### Text section
The same procedure we apply for MessageState with a small modification. This type is just a simple enum without any associated types, so in a persistence storage, we should have just at most 3 instances to correspond to 3 different cases. Therefore in export we first try to reuse already existing instance, rather than always create new entity:
extension MessageState:Migratable{
static func build(from entity: MessageStateEntity) -> MessageState? {
return MessageState(rawValue: Int(entity.state))
}
func export(toContext context: NSManagedObjectContext) throws -> MessageStateEntity {
let request:NSFetchRequest<MessageStateEntity> = MessageStateEntity.fetchRequest()
request.predicate = NSPredicate(format:"state == %d", [rawValue])
request.fetchLimit = 1
let allStates = try context.fetch(request)
if let existingState = allStates.first {
return existingState
}
let entity = MessageStateEntity(context: context)
entity.state = Int16(rawValue)
return entity
}
}
Maybe you are curious why didn’t we implement delete function yet? If you think about it, most implementations would be almost the same for most structs - just call delete(_:) on NSManagedObjectContext. Is it where protocol extension shines so let’s provide it with a generic protocol specialization:
extension Migratable where Context == NSManagedObjectContext, Counterpart:NSManagedObject{
static func delete(counterpart: Counterpart, fromContext context: Context) throws {
context.delete(counterpart)
}
}
Warning: Please keep in mind that MessageStateEntity entities could be purged from a storage if we try to synchronize some collection of MessageState. To overcome this, we should provide custom delete implementation for such “non-standard” entities that never removes the representation of an enum case. Otherwise, updating the message state from .sending to .delivered would get rid of .sending representation in our database.

### Task directions
Can you reproduce the passage on MessageState migration word for word, starting at "entity.state = Int16(rawValue)" and ending at "context.delete(counterpart)"?

### Data provided
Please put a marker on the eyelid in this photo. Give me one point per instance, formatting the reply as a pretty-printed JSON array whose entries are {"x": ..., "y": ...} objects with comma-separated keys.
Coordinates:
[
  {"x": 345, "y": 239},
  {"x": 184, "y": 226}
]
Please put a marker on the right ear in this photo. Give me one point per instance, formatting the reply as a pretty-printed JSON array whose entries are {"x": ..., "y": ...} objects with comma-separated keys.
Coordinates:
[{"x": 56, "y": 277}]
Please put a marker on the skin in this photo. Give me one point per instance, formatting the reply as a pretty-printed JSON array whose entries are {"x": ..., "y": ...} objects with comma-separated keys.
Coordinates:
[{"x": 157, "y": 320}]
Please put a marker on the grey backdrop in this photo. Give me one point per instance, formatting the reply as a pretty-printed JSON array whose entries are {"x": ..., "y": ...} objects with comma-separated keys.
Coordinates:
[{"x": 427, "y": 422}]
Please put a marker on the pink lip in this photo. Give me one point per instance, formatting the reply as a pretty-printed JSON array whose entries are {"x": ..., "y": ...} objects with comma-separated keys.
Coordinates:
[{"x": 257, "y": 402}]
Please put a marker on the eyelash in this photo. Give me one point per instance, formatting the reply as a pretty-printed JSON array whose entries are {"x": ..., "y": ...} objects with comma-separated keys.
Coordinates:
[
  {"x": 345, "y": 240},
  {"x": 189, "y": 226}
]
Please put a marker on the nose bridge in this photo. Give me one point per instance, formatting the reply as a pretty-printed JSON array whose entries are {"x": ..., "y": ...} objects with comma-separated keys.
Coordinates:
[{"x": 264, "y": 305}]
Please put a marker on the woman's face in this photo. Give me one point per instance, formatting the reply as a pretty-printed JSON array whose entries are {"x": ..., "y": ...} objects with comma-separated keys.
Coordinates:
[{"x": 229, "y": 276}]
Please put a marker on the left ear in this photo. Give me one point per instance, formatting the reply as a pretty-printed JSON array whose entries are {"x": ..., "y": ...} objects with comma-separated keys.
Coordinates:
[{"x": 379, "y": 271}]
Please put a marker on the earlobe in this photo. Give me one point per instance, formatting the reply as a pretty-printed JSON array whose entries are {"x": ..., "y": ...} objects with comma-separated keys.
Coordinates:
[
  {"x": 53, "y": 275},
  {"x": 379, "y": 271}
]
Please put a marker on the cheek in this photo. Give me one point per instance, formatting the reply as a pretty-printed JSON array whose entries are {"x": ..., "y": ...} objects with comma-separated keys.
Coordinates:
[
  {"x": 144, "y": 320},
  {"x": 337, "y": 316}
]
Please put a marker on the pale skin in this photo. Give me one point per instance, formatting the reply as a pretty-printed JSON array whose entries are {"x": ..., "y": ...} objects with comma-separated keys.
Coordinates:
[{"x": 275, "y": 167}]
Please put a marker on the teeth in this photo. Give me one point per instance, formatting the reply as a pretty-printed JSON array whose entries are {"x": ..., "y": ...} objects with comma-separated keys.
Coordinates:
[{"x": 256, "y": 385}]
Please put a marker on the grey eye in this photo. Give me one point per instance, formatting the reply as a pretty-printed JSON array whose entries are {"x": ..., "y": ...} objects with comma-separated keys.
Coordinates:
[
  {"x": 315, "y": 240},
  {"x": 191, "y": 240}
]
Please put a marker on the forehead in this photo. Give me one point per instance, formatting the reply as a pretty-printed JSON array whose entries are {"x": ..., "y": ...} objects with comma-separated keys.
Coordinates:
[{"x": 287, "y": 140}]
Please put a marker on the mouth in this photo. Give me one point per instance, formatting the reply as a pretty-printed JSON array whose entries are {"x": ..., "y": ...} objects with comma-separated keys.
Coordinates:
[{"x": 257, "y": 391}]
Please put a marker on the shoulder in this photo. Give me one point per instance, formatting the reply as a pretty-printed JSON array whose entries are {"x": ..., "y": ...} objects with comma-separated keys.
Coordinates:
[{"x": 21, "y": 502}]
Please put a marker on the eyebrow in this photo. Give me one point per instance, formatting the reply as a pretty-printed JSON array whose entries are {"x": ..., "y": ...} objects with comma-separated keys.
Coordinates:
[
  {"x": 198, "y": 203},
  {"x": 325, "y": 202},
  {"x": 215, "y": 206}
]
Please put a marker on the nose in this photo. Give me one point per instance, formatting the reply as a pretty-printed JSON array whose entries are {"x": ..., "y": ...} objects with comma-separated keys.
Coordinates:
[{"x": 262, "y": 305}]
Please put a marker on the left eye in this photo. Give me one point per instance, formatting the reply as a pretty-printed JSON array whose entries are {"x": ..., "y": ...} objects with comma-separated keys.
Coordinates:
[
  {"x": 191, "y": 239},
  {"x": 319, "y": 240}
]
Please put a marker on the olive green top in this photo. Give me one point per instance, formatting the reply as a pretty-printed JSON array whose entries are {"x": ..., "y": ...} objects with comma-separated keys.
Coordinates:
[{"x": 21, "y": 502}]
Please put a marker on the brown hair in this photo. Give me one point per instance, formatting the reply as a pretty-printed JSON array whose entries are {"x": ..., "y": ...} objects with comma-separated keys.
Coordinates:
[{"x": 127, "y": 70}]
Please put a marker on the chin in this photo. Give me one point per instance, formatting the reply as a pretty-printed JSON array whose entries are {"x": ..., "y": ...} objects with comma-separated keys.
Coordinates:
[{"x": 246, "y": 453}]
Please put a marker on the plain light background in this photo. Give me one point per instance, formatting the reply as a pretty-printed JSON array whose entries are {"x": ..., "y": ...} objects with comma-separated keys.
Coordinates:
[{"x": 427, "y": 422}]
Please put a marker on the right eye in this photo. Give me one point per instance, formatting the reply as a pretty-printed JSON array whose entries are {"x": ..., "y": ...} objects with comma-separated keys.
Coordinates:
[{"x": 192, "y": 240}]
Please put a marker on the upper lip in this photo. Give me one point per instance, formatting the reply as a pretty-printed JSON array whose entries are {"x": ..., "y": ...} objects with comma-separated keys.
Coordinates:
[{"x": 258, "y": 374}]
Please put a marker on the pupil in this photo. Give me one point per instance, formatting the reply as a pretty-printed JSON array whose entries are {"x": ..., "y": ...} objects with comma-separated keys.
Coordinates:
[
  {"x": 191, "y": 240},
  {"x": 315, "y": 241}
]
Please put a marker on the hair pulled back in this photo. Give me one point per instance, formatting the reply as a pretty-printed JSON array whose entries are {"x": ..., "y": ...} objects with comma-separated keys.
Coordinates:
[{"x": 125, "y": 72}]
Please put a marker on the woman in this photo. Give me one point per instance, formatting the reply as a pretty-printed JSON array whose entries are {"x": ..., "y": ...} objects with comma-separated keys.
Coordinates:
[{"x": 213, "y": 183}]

### Answer section
entity.state = Int16(rawValue)
return entity
}
}
Maybe you are curious why didn’t we implement delete function yet? If you think about it, most implementations would be almost the same for most structs - just call delete(_:) on NSManagedObjectContext. Is it where protocol extension shines so let’s provide it with a generic protocol specialization:
extension Migratable where Context == NSManagedObjectContext, Counterpart:NSManagedObject{
static func delete(counterpart: Counterpart, fromContext context: Context) throws {
context.delete(counterpart)